Ob all das realisiert werden kann, wird sich an den Realitäten erweisen. Auch an Recht und Gesetz, an den harten Fakten, an den passenden oder unpassenden Emotionen und an den sich entwickelnden Strukturen.
Wir werden sehen, was aus unseren Stiftungen wird, was aus unseren Partnerschaftsvereinen und zahlreichen Initiativen zur Völkerfreundschaft wird.
Wir werden sehen, ob es gelingt, ehrenamtlich oder nebenamtlich unsere rüstige Rentnergeneration in das soziale Gemeinschaftsleben einzubeziehen und sie mit ihrem Erfahrungswissen zur gewinnbringenden Mitwirkung zu animieren.

• [EINTRÄGE IM DATENSATZ]

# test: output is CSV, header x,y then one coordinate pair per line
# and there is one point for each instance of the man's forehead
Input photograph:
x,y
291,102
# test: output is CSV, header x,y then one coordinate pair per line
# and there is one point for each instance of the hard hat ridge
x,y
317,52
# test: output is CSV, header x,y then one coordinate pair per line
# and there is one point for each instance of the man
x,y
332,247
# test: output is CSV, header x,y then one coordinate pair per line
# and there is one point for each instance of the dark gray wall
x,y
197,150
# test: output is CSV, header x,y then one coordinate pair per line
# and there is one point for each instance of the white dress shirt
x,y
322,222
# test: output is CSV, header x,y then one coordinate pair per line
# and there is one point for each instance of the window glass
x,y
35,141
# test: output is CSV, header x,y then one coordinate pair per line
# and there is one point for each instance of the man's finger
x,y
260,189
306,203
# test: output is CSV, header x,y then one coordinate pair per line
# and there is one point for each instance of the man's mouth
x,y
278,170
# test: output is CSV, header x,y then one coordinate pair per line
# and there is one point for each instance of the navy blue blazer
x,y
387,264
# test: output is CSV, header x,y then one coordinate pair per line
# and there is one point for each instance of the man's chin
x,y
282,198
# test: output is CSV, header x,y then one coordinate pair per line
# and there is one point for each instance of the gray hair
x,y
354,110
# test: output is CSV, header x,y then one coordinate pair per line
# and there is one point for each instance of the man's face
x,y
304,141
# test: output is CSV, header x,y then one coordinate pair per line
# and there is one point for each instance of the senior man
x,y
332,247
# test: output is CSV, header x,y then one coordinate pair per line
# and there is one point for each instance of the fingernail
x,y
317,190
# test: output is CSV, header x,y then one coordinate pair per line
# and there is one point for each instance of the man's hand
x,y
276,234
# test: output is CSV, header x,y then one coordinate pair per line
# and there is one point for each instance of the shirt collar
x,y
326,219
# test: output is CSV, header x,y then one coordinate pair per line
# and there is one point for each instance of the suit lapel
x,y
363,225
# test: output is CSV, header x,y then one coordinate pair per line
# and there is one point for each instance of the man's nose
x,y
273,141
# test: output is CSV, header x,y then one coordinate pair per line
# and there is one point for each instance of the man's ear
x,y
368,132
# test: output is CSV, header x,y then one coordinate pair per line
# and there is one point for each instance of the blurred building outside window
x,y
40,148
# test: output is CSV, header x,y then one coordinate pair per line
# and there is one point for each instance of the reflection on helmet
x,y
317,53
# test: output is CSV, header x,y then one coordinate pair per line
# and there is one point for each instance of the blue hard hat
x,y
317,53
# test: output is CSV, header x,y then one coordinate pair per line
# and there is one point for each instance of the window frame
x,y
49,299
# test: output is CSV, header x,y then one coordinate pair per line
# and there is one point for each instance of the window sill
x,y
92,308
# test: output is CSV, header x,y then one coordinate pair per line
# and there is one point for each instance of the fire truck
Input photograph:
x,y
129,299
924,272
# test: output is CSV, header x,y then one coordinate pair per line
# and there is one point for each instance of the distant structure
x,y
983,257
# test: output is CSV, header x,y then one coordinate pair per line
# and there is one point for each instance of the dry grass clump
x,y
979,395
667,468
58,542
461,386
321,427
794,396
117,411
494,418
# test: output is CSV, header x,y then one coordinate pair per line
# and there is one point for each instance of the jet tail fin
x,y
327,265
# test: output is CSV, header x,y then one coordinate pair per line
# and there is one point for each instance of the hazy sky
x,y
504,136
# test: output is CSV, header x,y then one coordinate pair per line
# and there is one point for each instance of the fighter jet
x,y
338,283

• [IHRE AUFGABEN]
**1)** Schreiben Sie bitte den Abschnitt des Textauszugs zwischen „Ob all das realisiert“ und „zur Völkerfreundschaft wird.“, beide eingeschlossen, wortgetreu ab.
**2)** Führen Sie den Textauszug über Stiftungen, Partnerschaftsvereine und die Rentnergeneration im Anschluss an seinen letzten Satz weiter.

• [ANTWORTEN JE AUFGABE]
**1)**
Ob all das realisiert werden kann, wird sich an den Realitäten erweisen. Auch an Recht und Gesetz, an den harten Fakten, an den passenden oder unpassenden Emotionen und an den sich entwickelnden Strukturen.
Wir werden sehen, was aus unseren Stiftungen wird, was aus unseren Partnerschaftsvereinen und zahlreichen Initiativen zur Völkerfreundschaft wird.

**2)**
Wir werden sehen, ob der Rückgang der Geburten seine langfristige Fortsetzung erfährt und damit die demografische Vorausschau für die oberbergische Region eintritt oder ob es gelingt jüngere Menschen mit Hilfe der beruflichen Perspektive zum Aufbau familiärer Strukturen in unserer Region, vor allem in unserer Stadt, zu ermuntern.
Wir werden sehen, ob es uns gelingt, die gesellschaftlichen Verwerfungen in vielen individuellen Lebensbereichen mit Hilfe unserer sozialen und jugendpflegerischen Strukturen zu reparieren oder zu mildern, um die gesellschaftliche Statik unserer kleinen Wiehler Welt zu erhalten.
Und letztlich werden wir sehen, ob der uns gegebene rechtliche Rahmen und der vom Land Nordrhein-Westfalen geprägte finanzpolitische Spielraum ausreicht, um unsere Träume und Ziele zu realisieren.

5.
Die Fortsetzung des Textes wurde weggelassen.